Document segment ->
****************
The second anniversary of the mass kidnapping on April 14 will bring renewed attention to the remote town in southern Borno state, which was little known until two years ago but is now synonomous with the brutal conflict.
A soldier surveys the ruined Government Girls Secondary School
Parents of the abducted girls plan to gather at the school on the day itself to pray for their safe return, said Yakubu Nkeki, from a support group helping those left behind.
But 16 fathers and two mothers will not be there, he said. They have either died or are now among the estimated 20,000 killed in the nearly seven-year Islamist insurgency.
Others live with the physical and psychological effects of the disappearances. High blood pressure and stomach ulcers are common, he said.
Yet despite the global outrage online at the kidnapping and promises of action, many people in Chibok say they feel abandoned.
“Nothing has been done,” said Nkeki, a primary school teacher, questioning why nearby towns recently liberated from Boko Haram have since been able to reopen schools.
Children gather on a street in the town of Chibok
The Government Girls Secondary School was the only state-run school in Chibok but it has been shut since the kidnapping. Calls for a boys school have come to nothing, he said.
****************
Task 1 -> In the Chibok excerpt, how many parents of the abducted girls will not attend the anniversary gathering?
Task 2 -> Please rewrite the paragraph of the Chibok excerpt beginning "The Government Girls Secondary School was the only state-run school" as a shorter version that keeps its main facts.
Task 3 -> Continue the Chibok excerpt from its final sentence.

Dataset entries
****************
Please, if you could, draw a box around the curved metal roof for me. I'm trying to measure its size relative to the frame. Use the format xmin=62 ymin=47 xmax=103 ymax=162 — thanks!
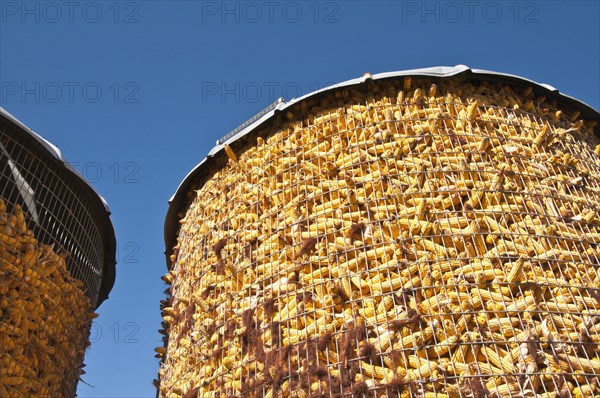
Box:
xmin=0 ymin=107 xmax=116 ymax=308
xmin=164 ymin=65 xmax=600 ymax=267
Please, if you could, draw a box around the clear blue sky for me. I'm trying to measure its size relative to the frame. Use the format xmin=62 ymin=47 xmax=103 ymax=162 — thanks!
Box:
xmin=0 ymin=0 xmax=600 ymax=397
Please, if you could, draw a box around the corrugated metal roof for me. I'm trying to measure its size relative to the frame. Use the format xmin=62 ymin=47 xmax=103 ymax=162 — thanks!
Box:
xmin=0 ymin=107 xmax=116 ymax=307
xmin=164 ymin=65 xmax=600 ymax=266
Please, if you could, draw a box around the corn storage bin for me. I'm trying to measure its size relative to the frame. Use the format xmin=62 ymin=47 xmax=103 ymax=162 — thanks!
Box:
xmin=161 ymin=66 xmax=600 ymax=398
xmin=0 ymin=108 xmax=115 ymax=398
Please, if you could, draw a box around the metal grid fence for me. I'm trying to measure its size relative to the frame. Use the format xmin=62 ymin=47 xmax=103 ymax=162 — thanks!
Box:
xmin=0 ymin=114 xmax=114 ymax=398
xmin=157 ymin=78 xmax=600 ymax=398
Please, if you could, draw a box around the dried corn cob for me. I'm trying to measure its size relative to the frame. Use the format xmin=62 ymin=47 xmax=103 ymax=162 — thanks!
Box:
xmin=0 ymin=199 xmax=95 ymax=398
xmin=158 ymin=78 xmax=600 ymax=397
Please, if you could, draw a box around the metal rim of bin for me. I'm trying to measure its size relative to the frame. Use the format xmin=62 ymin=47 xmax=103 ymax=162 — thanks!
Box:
xmin=164 ymin=65 xmax=600 ymax=269
xmin=0 ymin=107 xmax=116 ymax=308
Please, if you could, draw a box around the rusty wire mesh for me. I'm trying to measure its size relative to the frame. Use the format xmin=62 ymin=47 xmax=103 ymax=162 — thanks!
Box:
xmin=157 ymin=78 xmax=600 ymax=398
xmin=0 ymin=117 xmax=108 ymax=398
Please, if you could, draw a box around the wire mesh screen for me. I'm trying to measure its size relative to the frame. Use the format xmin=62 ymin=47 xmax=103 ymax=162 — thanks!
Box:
xmin=157 ymin=78 xmax=600 ymax=398
xmin=0 ymin=121 xmax=106 ymax=398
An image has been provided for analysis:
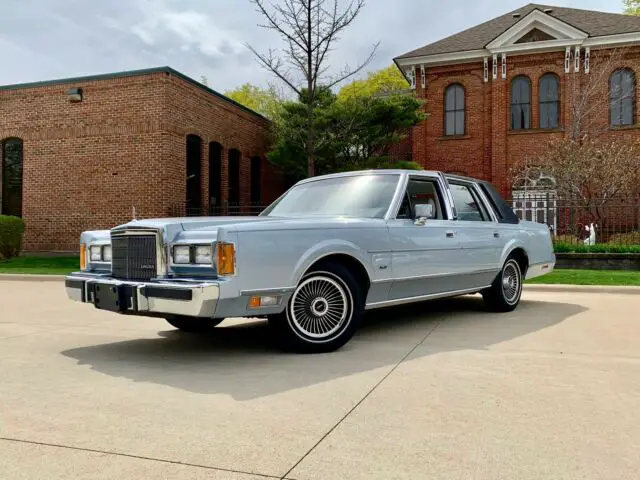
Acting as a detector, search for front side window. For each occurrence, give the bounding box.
[396,178,444,220]
[540,73,560,128]
[511,75,531,130]
[450,183,490,222]
[609,68,636,127]
[444,84,464,136]
[261,174,400,218]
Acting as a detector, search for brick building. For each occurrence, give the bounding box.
[0,67,283,251]
[394,4,640,222]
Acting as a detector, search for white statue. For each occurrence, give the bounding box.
[584,222,598,245]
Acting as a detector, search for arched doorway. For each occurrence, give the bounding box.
[209,142,222,215]
[0,138,24,217]
[185,135,202,216]
[251,157,262,206]
[227,148,241,214]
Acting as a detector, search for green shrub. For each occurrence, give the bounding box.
[609,232,640,245]
[0,215,24,258]
[553,243,640,253]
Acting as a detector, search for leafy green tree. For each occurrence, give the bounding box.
[623,0,640,15]
[225,83,283,120]
[268,88,336,180]
[269,88,424,179]
[338,65,409,101]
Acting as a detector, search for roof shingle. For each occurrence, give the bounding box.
[396,3,640,59]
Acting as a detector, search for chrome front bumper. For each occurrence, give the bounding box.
[65,273,220,318]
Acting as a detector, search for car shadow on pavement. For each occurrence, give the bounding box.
[62,296,585,401]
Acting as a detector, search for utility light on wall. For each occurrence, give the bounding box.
[65,88,82,103]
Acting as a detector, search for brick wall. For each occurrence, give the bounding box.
[412,47,640,195]
[0,71,282,255]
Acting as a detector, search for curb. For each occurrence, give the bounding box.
[523,283,640,295]
[0,273,66,282]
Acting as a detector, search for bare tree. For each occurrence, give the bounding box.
[248,0,379,177]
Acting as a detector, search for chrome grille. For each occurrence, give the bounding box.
[111,232,158,281]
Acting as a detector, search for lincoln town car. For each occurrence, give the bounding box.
[65,170,555,352]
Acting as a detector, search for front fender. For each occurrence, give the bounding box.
[291,239,373,285]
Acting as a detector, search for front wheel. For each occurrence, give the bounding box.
[165,315,224,333]
[269,262,364,353]
[482,257,522,312]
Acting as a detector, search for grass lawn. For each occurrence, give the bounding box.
[0,255,80,275]
[525,269,640,286]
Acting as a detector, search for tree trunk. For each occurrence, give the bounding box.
[307,1,316,178]
[307,101,316,178]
****************
Expected output 1 -> Sixteen fathers and two mothers.

Expected output 2 -> Chibok's only state-run school, the Government Girls Secondary School, has stayed closed since the kidnapping, and calls for a boys school have gone nowhere.

Expected output 3 ->
“Really, Boko Haram has achieved its aim by saying they don’t want Western education,” he added.
In the town, life goes on as best it can. Upturned bicycles are repaired in the street, hawkers trade groundnuts from see-through plastic buckets and boys push wheelbarrows full of tart oranges.
The single main street, like the dirt road in to and out of the town, is unpaved. Every vehicle kicks up choking dust. Electricity cables hang to the ground from damaged poles.
In January, three suicide bombers killed 13 people in Chibok. At the mosque, worshippers, including young children, are now screened outside for explosives.
Suitcases lie among the rubble of destroyed school dormitories
Vigilantes assisting the military stand guard with single-shot, home-made muskets in a town that has been largely inaccessible because of insecurity.
“We have hardship,” admitted Buluma Dawa, a 56-year-old bookseller. “There is no light, no water, no road and security-wise it’s not enough for us in Chibok.”
Dawa and others are at a loss to explain why, suggesting the state government has no interest in developing rural areas.
“We hope that on the two years’ anniversary (of the kidnapping), we pray that people will remember Chibok because… nothing is improving at all…
“We have a lot of children living at home without doing anything… They will suffer, there is nothing else.
A generator and brick-making press sit idle at the site
“If there is no education the poor people cannot even achieve.”
Some of the missing schoolgirls’ parents can be found in Mbalala, a 10-minute drive from Chibok through an area still known for Boko Haram activity.
There’s little movement in the market place, only the sound of children playing, the bleating of goats and an imam’s sermon over the loudspeakers of the mosque.
Young girls in blue and white hijabs sit on piles of mud bricks; boys wash a goat tethered to a pole while others fetch water from a well, pouring it into plastic buckets.
Yawale Dunya is among the men sitting mostly silently on benches in the shade of cracked mud-brick houses or cross-legged playing cards.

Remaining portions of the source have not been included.